■ Sezione testo:
Caldo estremo: serie di frane sul Monte Bianco

(di Sebastien Poulin) – Non potrà che peggiorare: una serie di frane sul Monte Bianco, conseguenza del riscaldamento globale.

Un’impressionante frana si è verificata mercoledì 23 agosto sotto l’Aiguille du Midi, vicino a Chamonix (Alta Savoia Francia), dopo le numerose altre cadute di massi avvenute nei giorni scorsi nel bel mezzo di un’ondata di caldo. Per il geomorfologo Ludovic Ravanel, l’aumento delle cadute di massi è un sintomo del riscaldamento globale.

Caldo estremo ai piedi del tetto dell’Europa occidentale. L’ondata di caldo che sta attanagliando le Alpi settentrionali da diversi giorni, unita alle temperature record degli ultimi giorni, ha provocato importanti cadute di massi nel massiccio del Monte Bianco.

Mercoledì 23 agosto, quasi 20.000 metri cubi di roccia sono caduti dalla parete nord dell’Aiguille du Midi, sotto la stazione della funivia. La frana ha generato un’impressionante nube di polvere che si è diffusa nella valle di Chamonix.

Era così grande che potevamo vederla dal nostro ufficio“, ha detto un gendarme del Peloton de gendarmerie de haute-montagne (PGHM) di Chamonix. Fortunatamente, i soccorritori non hanno dovuto lavorare molto mercoledì: la zona era deserta e non è stato lanciato alcun allarme.

Queste scene si sono ripetute negli ultimi giorni nel massiccio del Monte Bianco. Poche ore dopo la frana sull’Aiguille du Midi, un’altra frana si è verificata sotto l’Aiguille Verte, secondo Ludovic Ravanel, geomorfologo e specialista dell’evoluzione degli ambienti di alta montagna. Anche in questo caso non ci sono state conseguenze drammatiche.

Due giorni prima, sono state filmate importanti cadute di massi nel canalone del Goûter, una zona nota per le frequenti cadute di massi durante le scalate sul Monte Bianco.

Per il geomorfologo, è probabile che questi eventi diventino più frequenti nei prossimi anni: “Diventeranno ancora più intensi. Sulle Alpi si verificano già ogni anno cadute di massi per diversi milioni di metri cubi. Si tratta di frane che raramente si vedevano trent’anni fa“, osserva.

■ Elenco compiti:
1. Come si traduce in inglese questa frase dell'articolo sulle frane del Monte Bianco: "La frana ha generato un’impressionante nube di polvere che si è diffusa nella valle di Chamonix."?
2. Puoi riscrivere il passo dell'articolo sulle frane del Monte Bianco da "Caldo estremo ai" a "valle di Chamonix.", cambiando "nube di polvere" in "nuvola di polvere"?

■ Sezione dati:
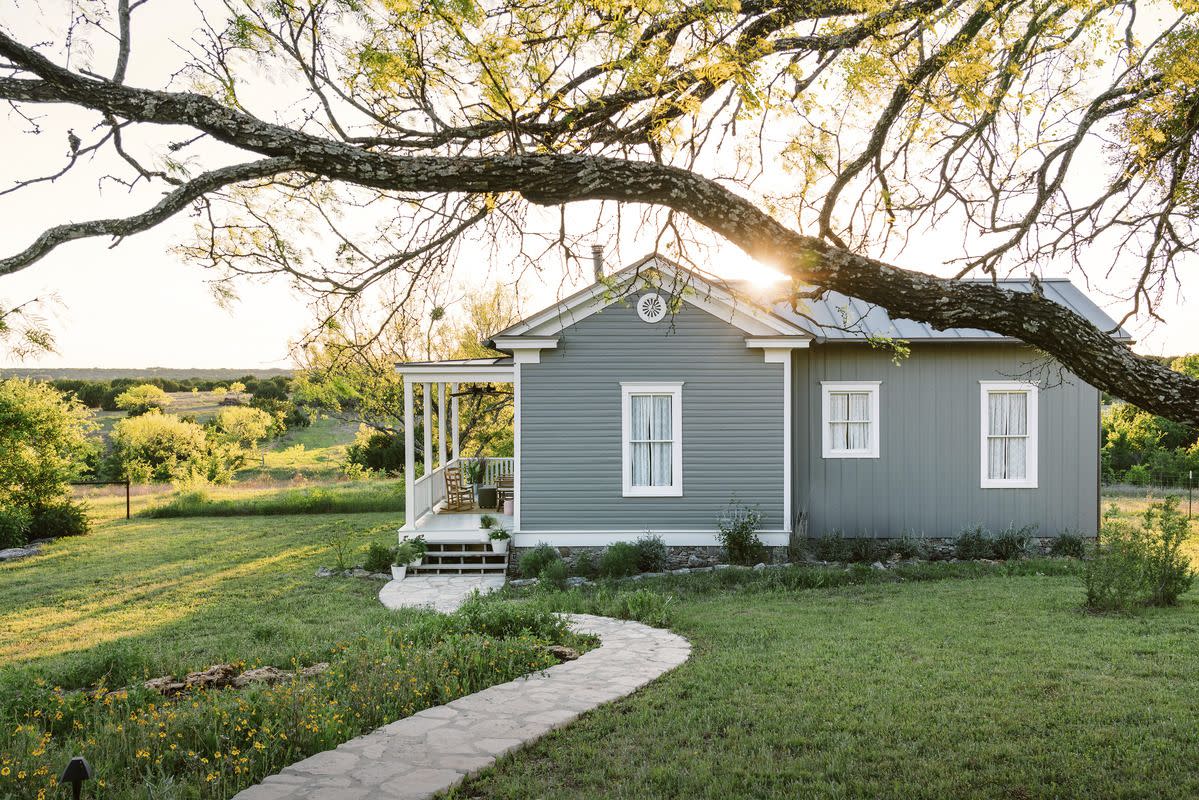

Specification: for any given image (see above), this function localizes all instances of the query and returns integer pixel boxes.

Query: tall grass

■ Esercizio svolto:
1. The landslide generated an impressive cloud of dust that spread through the Chamonix valley.

2.
Caldo estremo ai piedi del tetto dell’Europa occidentale. L’ondata di caldo che sta attanagliando le Alpi settentrionali da diversi giorni, unita alle temperature record degli ultimi giorni, ha provocato importanti cadute di massi nel massiccio del Monte Bianco.

Mercoledì 23 agosto, quasi 20.000 metri cubi di roccia sono caduti dalla parete nord dell’Aiguille du Midi, sotto la stazione della funivia. La frana ha generato un’impressionante nuvola di polvere che si è diffusa nella valle di Chamonix.